### Source document
══════════════════════════════
To move things along, here's a corrected patch --- Jobin, please test.

                        regards, tom lane




--

Jobin Augustine
Architect : Production Database Operations

OpenSCG

phone : +91 9989932600

Re: [HACKERS] [BUGS] Replication to Postgres 10 on Windows is broken

From
Peter Eisentraut
Date:
On 8/13/17 15:46, Noah Misch wrote:
> IMMEDIATE ATTENTION REQUIRED.  This PostgreSQL 10 open item is long past due
> for your status update.  Please reacquaint yourself with the policy on open
> item ownership[1] and then reply immediately.  If I do not hear from you by
> 2017-08-14 20:00 UTC, I will transfer this item to release management team
> ownership without further notice.

It appears there is a patch that fixes the issue now.  Let's wait until
Wednesday to see if that ends up being successful.

Otherwise, the plan forward would be to decorate the change in the
original commit with an #ifndef WIN32.

-- 
Peter Eisentraut              http://www.2ndQuadrant.com/
PostgreSQL Development, 24x7 Support, Remote DBA, Training & Services



Re: [HACKERS] [BUGS] Replication to Postgres 10 on Windows is broken

From
Tom Lane
Date:
Peter Eisentraut <peter.eisentraut@2ndquadrant.com> writes:
> It appears there is a patch that fixes the issue now.  Let's wait until
> Wednesday to see if that ends up being successful.

Jobim reported success with add-connected-event-2.patch --- are you
expecting more testing to happen?

I did instrument the loop in libpqrcv_connect and verified that the
process latch is set the first time through.  I haven't traced down
exactly why it's set at that point, but that confirms why Andres'
initial patch didn't work and the new one did.

I think we could commit add-connected-event-2.patch and call this
issue resolved.
        regards, tom lane



Re: [HACKERS] [BUGS] Replication to Postgres 10 on Windows is broken

From
Peter Eisentraut
Date:
On 8/14/17 10:57, Tom Lane wrote:
> I think we could commit add-connected-event-2.patch and call this
> issue resolved.

Would you like to commit your patch then?

-- 
Peter Eisentraut              http://www.2ndQuadrant.com/
PostgreSQL Development, 24x7 Support, Remote DBA, Training & Services



Re: [HACKERS] [BUGS] Replication to Postgres 10 on Windows is broken

From
Tom Lane
Date:
Peter Eisentraut <peter.eisentraut@2ndquadrant.com> writes:
> On 8/14/17 10:57, Tom Lane wrote:
>> I think we could commit add-connected-event-2.patch and call this
>> issue resolved.

> Would you like to commit your patch then?

It's really Andres' patch, but I can push it.
        regards, tom lane



Re: [HACKERS] [BUGS] Replication to Postgres 10 on Windows is broken

From
Andres Freund
Date:


On August 15, 2017 7:04:59 AM PDT, Tom Lane <tgl@sss.pgh.pa.us> wrote:
>Peter Eisentraut <peter.eisentraut@2ndquadrant.com> writes:
>> On 8/14/17 10:57, Tom Lane wrote:
>>> I think we could commit add-connected-event-2.patch and call this
>>> issue resolved.
══════════════════════════════
### Recorded data
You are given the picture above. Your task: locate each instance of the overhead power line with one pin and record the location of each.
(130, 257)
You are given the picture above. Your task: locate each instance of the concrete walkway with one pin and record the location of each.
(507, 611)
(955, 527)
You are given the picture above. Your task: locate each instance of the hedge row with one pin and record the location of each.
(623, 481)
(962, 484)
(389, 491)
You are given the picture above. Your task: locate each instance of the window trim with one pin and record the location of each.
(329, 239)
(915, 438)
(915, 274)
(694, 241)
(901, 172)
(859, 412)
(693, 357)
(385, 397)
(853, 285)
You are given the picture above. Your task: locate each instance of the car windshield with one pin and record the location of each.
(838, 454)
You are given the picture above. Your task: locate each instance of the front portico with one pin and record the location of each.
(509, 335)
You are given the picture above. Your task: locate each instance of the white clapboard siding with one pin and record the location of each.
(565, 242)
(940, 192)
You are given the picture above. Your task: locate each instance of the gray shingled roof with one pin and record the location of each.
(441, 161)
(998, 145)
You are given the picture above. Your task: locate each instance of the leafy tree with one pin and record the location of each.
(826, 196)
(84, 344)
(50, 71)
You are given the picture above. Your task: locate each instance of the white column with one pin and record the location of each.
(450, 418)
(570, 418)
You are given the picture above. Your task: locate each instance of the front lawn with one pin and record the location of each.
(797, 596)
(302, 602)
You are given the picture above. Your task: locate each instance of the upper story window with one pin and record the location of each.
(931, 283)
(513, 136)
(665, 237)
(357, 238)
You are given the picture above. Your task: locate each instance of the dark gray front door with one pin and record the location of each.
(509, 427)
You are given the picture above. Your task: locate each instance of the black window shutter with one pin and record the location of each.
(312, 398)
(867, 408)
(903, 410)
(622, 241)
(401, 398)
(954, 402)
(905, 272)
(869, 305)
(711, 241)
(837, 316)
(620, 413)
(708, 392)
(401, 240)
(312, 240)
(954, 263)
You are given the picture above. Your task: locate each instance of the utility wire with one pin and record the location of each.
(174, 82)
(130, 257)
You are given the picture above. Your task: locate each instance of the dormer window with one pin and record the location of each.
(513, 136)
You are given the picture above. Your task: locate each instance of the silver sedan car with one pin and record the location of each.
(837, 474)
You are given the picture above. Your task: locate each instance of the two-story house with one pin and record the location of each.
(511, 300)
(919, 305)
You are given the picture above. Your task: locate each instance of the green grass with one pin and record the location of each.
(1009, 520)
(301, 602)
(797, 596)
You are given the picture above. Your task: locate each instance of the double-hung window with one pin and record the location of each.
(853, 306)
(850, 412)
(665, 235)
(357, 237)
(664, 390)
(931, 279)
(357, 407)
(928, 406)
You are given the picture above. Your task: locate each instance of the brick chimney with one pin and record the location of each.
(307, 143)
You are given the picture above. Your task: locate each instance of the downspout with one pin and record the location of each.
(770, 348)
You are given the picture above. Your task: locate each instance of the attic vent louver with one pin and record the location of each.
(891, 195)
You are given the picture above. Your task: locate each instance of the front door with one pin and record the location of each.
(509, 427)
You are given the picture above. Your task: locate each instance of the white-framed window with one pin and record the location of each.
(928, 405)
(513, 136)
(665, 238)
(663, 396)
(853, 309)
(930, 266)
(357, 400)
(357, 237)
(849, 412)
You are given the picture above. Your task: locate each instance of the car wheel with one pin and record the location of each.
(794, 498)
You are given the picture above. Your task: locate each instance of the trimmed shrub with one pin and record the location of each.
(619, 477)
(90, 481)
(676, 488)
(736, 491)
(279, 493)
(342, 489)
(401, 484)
══════════════════════════════
### Requirements
a - Pull out the part of the replication thread that begins at the words "Jobim reported success" and stops after "new one did.".
b - Please condense the paragraph of the replication thread that opens with "I did instrument the loop" into two sentences.

### Task-by-task solutions
a -
Jobim reported success with add-connected-event-2.patch --- are you
expecting more testing to happen?

I did instrument the loop in libpqrcv_connect and verified that the
process latch is set the first time through.  I haven't traced down
exactly why it's set at that point, but that confirms why Andres'
initial patch didn't work and the new one did.

b - Instrumenting the loop in libpqrcv_connect showed that the process latch is set on the first pass through. The cause has not been traced yet, but this explains why Andres' initial patch failed and the new one worked.